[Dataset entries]
++++++

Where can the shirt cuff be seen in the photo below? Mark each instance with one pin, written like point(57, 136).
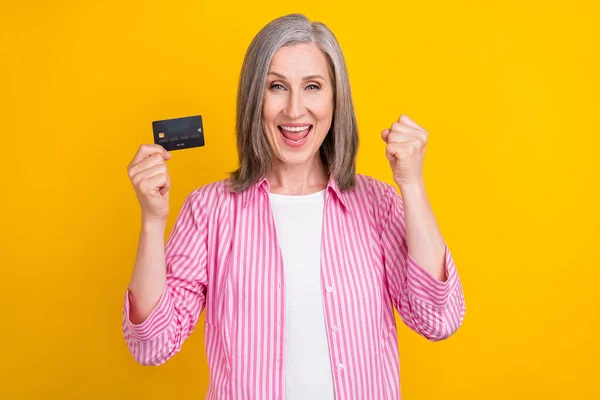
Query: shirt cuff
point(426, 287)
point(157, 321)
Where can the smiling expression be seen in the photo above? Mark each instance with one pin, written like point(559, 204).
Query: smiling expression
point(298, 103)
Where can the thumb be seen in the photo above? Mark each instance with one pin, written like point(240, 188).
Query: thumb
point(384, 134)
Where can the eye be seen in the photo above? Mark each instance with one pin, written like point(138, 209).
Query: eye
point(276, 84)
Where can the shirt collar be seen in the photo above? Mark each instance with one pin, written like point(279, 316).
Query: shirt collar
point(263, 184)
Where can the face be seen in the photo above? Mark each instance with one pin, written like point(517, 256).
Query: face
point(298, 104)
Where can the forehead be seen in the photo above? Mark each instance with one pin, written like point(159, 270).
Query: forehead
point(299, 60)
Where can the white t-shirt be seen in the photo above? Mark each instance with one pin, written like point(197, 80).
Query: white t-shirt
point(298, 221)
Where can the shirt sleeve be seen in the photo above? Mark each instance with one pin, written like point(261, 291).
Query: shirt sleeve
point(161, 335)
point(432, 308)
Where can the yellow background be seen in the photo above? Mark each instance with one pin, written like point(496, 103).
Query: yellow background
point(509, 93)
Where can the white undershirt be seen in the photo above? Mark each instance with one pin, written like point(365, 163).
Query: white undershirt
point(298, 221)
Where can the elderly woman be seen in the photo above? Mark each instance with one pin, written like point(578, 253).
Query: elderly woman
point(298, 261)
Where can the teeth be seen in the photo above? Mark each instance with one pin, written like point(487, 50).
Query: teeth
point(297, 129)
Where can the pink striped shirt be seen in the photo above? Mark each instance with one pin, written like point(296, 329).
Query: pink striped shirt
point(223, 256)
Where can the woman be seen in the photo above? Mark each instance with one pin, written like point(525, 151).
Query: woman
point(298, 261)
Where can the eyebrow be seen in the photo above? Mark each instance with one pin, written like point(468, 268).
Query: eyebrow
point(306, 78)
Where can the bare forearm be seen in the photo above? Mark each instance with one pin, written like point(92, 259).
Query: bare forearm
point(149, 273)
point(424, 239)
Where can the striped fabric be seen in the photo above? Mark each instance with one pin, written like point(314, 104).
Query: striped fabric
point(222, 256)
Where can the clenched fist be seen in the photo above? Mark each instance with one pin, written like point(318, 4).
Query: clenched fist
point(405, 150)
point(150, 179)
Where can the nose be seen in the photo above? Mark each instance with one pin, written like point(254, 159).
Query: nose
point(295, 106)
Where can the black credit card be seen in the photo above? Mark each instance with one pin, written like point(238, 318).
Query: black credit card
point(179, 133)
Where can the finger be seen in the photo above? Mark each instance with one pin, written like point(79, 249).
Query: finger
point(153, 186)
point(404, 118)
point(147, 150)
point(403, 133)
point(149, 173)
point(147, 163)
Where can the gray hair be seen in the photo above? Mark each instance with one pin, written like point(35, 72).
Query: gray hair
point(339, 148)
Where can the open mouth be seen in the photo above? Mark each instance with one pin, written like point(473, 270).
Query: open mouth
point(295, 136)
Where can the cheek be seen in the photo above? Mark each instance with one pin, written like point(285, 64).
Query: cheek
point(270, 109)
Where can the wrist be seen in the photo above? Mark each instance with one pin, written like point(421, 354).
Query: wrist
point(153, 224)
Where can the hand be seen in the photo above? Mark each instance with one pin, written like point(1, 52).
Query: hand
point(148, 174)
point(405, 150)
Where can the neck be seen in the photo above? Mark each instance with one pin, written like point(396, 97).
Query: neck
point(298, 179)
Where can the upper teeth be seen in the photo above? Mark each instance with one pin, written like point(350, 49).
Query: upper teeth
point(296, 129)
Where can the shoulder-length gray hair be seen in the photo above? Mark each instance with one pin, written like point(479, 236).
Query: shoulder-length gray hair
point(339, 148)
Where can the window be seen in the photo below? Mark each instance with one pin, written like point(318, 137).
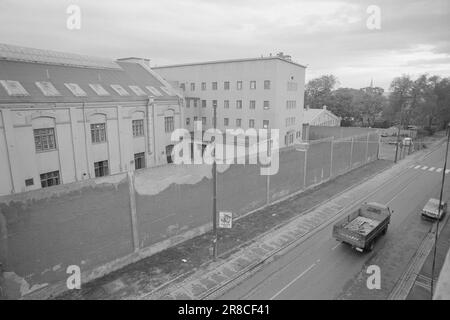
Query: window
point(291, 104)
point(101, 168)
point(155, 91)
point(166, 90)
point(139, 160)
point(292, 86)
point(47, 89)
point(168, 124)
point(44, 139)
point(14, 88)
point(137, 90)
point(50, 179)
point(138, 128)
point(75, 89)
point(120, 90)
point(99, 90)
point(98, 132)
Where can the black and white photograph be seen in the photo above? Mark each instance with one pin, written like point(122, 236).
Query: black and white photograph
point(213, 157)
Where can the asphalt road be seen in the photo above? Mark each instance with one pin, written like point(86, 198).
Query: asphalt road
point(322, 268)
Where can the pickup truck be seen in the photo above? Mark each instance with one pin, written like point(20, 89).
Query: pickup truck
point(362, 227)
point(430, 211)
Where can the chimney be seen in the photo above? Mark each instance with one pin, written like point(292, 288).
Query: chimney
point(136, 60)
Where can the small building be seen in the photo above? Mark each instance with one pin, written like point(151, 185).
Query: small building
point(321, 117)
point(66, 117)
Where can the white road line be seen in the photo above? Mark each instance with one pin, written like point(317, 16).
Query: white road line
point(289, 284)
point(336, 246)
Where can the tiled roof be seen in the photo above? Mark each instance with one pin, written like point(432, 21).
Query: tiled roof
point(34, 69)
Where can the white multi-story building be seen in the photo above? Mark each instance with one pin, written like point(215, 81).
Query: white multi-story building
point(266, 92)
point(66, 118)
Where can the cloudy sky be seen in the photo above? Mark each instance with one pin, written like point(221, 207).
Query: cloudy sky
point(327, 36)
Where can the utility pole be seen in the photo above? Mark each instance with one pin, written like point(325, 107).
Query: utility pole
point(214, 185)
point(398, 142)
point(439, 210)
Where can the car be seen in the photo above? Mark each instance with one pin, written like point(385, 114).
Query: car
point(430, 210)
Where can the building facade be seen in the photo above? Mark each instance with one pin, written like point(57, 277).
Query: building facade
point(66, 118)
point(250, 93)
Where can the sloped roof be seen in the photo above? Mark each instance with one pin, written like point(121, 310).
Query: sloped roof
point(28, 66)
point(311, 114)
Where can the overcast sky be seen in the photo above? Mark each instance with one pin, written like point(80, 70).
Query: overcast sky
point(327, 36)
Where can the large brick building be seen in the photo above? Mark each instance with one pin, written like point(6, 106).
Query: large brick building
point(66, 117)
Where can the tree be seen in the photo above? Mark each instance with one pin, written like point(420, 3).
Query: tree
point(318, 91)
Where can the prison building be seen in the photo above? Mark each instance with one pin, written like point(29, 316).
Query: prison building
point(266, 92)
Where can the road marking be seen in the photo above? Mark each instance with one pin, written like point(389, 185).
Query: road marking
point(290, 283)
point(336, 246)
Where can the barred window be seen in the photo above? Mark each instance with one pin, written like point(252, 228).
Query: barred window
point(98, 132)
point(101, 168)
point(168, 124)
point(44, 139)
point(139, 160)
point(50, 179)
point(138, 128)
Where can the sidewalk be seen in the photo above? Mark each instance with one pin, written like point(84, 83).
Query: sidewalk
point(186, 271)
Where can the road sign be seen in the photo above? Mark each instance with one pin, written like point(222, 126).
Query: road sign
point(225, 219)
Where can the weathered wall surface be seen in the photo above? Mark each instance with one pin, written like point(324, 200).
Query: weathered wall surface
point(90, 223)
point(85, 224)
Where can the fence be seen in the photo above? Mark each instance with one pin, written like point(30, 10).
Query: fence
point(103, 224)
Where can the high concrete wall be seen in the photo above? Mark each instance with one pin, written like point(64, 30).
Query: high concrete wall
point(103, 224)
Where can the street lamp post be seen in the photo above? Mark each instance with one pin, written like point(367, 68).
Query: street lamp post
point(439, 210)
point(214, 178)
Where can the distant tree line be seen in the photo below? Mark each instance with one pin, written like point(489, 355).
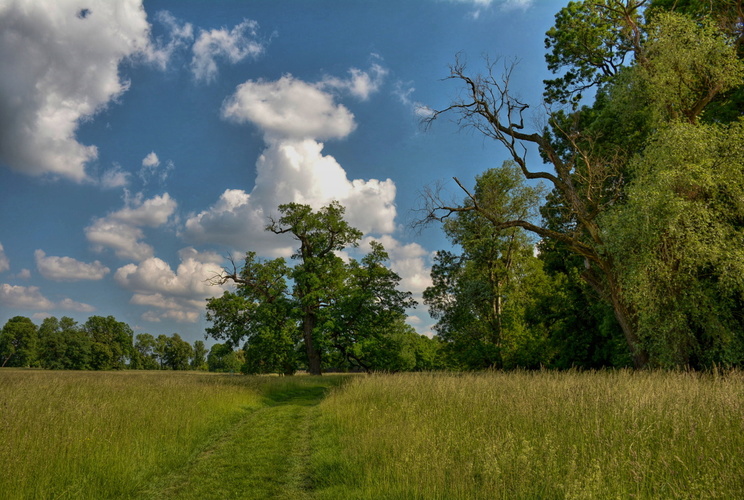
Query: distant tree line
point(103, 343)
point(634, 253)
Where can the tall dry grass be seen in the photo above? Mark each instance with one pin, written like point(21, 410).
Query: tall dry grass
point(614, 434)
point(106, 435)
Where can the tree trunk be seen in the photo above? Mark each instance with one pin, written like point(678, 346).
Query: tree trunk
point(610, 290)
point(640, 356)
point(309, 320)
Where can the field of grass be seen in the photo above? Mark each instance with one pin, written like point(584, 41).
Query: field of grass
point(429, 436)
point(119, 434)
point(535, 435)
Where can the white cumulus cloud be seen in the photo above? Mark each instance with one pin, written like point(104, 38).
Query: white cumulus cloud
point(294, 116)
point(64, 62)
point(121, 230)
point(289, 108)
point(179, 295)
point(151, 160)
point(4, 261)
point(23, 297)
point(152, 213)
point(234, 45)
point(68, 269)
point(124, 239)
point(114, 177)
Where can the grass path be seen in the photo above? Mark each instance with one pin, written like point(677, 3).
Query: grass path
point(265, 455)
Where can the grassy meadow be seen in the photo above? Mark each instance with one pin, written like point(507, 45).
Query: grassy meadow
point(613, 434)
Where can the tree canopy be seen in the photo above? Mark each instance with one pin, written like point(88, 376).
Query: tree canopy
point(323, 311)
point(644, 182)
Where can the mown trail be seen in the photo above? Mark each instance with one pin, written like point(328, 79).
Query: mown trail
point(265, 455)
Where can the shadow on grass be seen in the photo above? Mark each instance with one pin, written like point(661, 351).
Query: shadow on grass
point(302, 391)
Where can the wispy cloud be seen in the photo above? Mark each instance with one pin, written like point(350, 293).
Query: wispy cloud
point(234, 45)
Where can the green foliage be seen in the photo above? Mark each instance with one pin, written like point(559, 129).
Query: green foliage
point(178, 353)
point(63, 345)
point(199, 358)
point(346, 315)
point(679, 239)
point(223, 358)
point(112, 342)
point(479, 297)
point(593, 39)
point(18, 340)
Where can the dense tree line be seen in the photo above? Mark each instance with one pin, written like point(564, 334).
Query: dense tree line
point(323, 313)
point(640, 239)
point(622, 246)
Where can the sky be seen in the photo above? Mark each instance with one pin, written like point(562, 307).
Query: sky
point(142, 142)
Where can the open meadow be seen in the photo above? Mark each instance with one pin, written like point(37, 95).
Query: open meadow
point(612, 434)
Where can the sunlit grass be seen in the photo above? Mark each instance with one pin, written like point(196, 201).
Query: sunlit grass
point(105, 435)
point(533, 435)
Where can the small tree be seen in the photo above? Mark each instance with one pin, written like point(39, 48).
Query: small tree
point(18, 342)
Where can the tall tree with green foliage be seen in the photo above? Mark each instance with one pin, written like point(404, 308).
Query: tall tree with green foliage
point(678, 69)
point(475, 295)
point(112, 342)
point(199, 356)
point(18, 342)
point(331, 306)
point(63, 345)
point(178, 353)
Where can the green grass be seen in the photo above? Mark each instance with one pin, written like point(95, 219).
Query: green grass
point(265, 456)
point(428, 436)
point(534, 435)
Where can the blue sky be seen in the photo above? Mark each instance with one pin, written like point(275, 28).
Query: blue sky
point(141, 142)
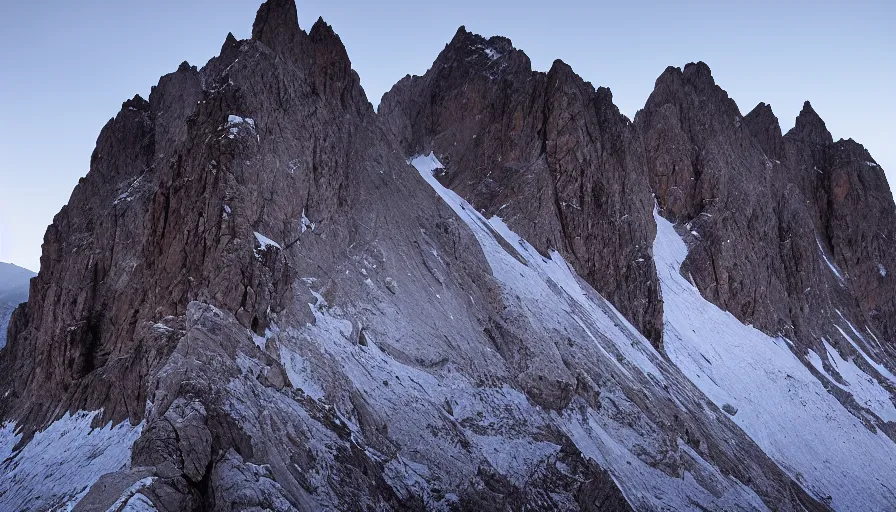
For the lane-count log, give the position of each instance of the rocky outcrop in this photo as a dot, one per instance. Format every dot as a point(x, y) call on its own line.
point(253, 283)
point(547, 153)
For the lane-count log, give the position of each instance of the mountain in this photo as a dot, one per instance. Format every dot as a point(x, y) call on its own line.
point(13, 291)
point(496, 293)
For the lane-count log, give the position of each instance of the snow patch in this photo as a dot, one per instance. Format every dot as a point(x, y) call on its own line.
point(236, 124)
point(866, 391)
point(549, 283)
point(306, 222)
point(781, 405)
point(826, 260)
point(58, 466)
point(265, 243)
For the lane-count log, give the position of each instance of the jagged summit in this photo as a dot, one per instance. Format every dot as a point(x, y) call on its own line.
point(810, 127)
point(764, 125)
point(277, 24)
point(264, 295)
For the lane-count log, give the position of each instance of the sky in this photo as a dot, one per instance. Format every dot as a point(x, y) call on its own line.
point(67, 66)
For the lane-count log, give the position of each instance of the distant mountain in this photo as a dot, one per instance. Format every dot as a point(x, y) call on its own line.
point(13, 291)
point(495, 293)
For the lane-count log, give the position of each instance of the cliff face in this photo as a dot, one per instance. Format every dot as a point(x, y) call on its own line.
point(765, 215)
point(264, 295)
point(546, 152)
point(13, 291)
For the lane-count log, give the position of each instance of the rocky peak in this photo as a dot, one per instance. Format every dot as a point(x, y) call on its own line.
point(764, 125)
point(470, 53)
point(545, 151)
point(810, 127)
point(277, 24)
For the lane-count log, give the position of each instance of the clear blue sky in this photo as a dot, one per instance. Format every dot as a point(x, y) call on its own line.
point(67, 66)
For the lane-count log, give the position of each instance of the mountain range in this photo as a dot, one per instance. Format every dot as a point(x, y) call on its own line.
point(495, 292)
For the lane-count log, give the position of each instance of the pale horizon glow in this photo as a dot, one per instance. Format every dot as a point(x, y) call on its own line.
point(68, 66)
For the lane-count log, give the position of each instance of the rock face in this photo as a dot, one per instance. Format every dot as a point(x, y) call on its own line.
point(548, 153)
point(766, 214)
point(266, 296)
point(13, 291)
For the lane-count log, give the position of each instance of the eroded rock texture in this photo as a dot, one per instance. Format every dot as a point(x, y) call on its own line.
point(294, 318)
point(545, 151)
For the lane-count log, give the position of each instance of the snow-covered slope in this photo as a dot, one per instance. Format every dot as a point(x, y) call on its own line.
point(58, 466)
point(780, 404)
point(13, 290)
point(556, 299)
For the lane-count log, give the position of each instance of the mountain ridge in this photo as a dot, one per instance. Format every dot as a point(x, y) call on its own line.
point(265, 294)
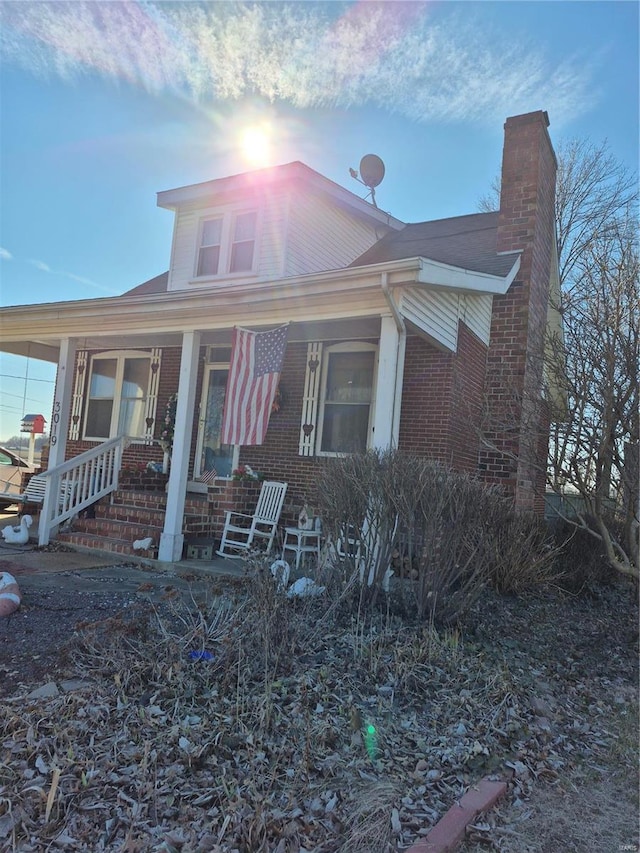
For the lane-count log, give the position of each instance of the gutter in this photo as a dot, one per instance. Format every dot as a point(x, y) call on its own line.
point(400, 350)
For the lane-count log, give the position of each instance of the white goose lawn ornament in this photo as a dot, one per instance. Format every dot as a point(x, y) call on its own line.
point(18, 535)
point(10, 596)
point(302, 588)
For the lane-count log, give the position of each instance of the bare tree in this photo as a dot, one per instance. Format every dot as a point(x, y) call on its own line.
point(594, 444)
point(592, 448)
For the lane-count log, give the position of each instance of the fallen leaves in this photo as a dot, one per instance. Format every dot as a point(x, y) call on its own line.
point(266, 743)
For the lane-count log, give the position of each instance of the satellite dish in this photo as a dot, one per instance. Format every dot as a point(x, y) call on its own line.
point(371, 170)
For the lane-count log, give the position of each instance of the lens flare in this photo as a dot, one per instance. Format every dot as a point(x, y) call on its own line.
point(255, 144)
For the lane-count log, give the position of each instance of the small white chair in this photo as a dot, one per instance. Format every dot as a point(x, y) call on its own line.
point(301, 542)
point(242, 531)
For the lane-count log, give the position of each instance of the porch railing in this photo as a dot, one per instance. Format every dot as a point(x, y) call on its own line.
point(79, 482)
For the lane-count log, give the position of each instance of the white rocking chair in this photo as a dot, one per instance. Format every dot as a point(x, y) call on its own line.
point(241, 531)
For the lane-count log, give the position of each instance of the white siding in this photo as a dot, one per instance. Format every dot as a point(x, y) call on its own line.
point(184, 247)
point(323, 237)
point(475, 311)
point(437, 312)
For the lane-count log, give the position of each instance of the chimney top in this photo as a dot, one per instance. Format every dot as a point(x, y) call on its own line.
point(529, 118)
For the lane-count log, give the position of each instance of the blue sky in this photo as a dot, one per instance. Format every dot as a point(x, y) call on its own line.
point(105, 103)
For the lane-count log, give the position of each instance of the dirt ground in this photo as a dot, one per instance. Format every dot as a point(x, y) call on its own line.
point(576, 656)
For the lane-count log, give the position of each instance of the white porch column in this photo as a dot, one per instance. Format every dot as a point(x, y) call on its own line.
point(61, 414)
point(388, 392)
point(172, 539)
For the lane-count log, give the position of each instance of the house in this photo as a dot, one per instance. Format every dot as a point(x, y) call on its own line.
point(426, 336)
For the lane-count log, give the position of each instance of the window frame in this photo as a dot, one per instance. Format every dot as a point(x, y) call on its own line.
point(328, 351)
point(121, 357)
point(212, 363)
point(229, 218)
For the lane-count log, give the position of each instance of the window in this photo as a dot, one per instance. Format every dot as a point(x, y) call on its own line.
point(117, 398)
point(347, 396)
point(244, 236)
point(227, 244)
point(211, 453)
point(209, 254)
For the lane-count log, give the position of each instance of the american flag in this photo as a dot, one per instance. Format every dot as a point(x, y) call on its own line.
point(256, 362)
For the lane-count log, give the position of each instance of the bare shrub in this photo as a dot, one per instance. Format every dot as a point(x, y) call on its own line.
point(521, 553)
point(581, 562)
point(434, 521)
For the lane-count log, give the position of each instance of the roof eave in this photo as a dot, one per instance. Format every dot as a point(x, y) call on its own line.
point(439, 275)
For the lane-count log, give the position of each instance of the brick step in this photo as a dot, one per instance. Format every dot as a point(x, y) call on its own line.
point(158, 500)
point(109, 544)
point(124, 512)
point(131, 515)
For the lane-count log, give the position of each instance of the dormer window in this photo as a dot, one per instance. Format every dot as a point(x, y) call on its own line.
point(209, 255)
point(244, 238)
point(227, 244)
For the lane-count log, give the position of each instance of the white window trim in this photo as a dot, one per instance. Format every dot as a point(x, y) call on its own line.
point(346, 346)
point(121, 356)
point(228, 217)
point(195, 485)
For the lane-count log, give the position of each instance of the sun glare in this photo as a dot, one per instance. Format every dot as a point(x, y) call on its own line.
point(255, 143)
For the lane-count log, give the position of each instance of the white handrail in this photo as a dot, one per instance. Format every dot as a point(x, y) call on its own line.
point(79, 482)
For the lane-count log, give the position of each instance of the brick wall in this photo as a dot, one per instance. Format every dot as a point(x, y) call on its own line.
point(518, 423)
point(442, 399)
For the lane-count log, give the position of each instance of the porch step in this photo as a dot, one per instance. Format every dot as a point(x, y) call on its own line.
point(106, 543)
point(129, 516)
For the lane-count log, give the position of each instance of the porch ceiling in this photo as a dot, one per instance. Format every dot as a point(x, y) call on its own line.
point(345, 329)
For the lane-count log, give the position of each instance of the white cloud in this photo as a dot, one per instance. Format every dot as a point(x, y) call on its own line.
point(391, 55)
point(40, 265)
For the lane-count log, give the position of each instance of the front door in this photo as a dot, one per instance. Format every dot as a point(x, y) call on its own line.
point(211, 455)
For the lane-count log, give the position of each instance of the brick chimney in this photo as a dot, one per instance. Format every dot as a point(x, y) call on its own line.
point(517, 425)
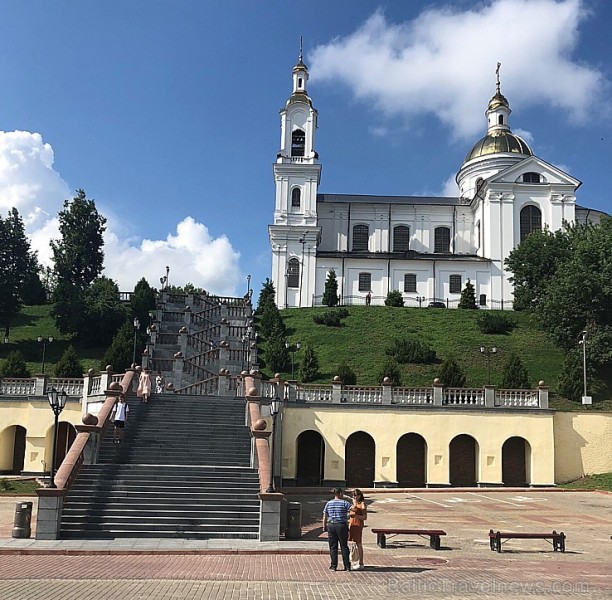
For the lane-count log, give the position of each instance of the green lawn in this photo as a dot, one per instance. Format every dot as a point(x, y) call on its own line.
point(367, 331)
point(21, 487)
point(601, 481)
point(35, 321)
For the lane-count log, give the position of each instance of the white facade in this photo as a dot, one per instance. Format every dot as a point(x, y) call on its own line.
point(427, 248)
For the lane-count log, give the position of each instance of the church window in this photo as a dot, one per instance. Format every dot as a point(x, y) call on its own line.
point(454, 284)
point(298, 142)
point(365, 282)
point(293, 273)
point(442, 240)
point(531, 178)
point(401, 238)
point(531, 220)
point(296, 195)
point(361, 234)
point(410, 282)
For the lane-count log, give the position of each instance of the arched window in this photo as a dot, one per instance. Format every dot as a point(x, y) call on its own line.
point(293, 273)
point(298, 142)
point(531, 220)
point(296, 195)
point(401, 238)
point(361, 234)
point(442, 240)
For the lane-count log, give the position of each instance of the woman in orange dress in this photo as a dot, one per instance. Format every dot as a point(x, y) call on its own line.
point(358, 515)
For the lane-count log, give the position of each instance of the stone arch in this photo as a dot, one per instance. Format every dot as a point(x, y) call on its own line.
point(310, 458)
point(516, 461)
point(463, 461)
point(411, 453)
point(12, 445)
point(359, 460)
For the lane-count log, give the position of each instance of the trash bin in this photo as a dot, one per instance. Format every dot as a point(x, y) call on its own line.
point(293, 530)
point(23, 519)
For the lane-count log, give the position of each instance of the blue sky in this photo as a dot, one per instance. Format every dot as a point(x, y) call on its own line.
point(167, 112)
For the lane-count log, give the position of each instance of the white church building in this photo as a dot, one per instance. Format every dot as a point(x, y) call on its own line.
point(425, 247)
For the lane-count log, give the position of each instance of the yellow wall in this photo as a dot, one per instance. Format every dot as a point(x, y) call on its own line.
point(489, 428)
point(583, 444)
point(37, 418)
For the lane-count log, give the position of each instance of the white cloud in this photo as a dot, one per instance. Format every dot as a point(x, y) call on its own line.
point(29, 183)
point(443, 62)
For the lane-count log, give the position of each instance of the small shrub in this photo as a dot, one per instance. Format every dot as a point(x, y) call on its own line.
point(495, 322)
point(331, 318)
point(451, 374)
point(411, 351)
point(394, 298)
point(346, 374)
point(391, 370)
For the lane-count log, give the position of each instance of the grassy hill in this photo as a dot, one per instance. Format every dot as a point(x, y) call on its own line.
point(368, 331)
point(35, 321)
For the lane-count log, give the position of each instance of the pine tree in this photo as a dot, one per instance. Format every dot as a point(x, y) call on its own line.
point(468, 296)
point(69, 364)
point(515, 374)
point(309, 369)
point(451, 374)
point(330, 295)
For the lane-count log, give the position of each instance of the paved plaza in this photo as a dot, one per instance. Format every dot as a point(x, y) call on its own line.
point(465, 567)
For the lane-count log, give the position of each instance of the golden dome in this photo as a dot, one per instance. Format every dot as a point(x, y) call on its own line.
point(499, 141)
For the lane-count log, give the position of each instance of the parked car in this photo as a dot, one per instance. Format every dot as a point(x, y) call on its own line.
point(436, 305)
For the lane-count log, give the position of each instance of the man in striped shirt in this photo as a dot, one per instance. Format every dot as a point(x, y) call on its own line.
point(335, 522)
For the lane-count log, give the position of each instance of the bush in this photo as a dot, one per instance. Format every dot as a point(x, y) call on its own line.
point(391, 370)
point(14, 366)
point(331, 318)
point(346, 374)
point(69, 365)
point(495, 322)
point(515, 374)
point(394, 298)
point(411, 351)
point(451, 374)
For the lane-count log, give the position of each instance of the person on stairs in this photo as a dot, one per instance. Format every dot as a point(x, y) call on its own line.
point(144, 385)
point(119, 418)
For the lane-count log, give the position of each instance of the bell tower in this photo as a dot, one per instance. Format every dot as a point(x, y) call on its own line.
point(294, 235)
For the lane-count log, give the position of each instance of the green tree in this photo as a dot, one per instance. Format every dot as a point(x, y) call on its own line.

++++++

Output the lines above exactly, but only those between the line holding "Query: grassy meadow" and the line holding "Where can the green foliage", inclusive.

Task result
Query: grassy meadow
point(613, 434)
Where can the tree canopy be seen in the photo above? Mark each instance with one pin, written like point(88, 376).
Query: tree canopy
point(323, 311)
point(644, 182)
Where can the mown trail be seen in the photo above? Mark each instance with one pin, written like point(328, 79).
Query: mown trail
point(265, 455)
Where can the shadow on grass be seen in the photo above? Mark each instance with one pin, written like point(661, 351).
Query: shadow on grass
point(302, 391)
Where can the wispy cloud be seen in the photo above? Mark each instance with one pin, written like point(350, 293).
Query: wispy cloud
point(234, 45)
Where can the green foliage be seen in the photo above? Mark each instance with one pin, written like point(559, 129).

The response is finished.